Collected data entries
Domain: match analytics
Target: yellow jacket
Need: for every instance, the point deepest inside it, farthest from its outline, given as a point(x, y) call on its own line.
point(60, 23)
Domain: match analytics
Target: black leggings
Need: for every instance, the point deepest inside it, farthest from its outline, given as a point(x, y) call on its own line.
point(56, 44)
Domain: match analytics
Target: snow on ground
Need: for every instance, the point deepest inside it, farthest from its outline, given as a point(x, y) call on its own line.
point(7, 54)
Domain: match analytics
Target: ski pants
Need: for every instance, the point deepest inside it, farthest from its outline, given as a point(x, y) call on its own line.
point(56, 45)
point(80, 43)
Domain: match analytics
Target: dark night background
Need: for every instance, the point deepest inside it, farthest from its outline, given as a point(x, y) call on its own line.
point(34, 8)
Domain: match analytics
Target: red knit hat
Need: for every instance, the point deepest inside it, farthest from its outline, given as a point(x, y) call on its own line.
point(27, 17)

--

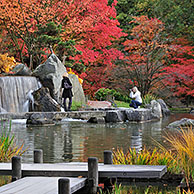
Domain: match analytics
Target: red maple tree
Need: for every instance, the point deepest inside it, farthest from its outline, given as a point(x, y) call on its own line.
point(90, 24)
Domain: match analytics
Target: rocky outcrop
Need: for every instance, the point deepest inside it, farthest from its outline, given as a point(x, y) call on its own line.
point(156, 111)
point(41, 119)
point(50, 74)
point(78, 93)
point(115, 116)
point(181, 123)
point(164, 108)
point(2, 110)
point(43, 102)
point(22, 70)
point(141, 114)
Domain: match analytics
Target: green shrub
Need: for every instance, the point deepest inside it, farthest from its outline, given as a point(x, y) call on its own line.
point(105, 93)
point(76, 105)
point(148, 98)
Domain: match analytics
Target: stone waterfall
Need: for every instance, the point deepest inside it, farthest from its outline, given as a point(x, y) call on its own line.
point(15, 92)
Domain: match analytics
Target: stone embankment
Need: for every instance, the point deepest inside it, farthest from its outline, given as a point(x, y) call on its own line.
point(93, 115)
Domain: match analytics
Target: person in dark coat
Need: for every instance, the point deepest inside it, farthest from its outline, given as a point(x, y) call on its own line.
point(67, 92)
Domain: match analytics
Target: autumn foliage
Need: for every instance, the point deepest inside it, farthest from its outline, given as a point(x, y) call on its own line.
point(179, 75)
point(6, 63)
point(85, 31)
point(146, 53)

==

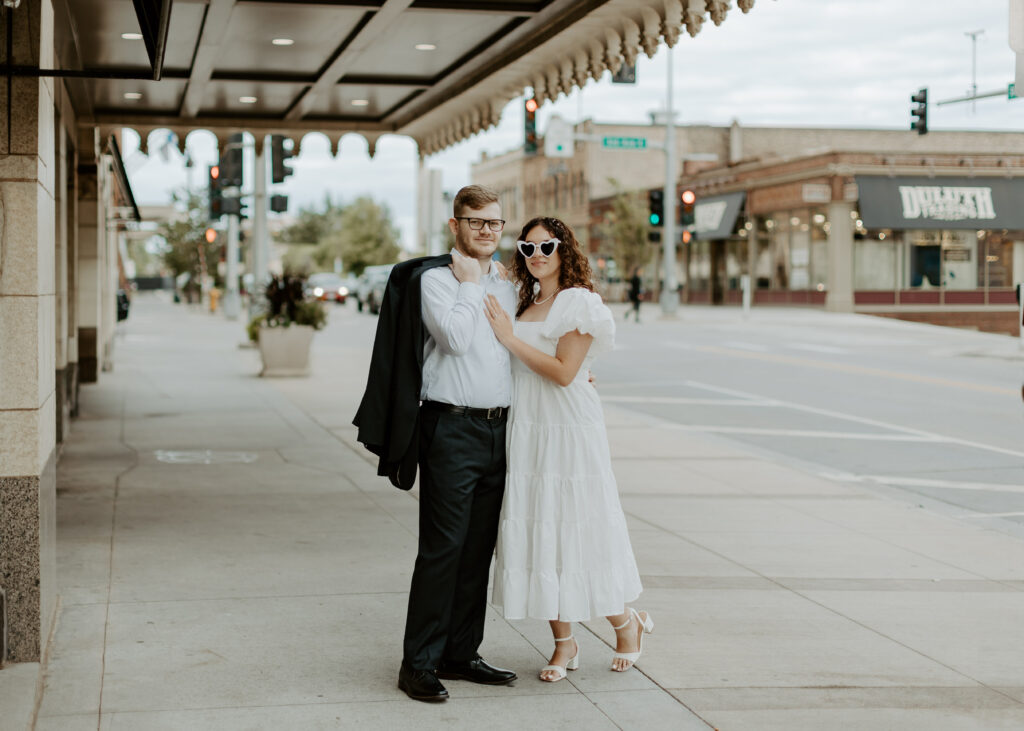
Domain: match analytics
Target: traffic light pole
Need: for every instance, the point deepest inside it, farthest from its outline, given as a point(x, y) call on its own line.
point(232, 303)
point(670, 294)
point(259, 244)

WRITTEN INSTRUCTION: Pull out every line of the listing that contains the word "dark", treating uppercase and lowercase as different.

WRITTEN SOLUTION:
Target: dark night background
Target: person in dark coat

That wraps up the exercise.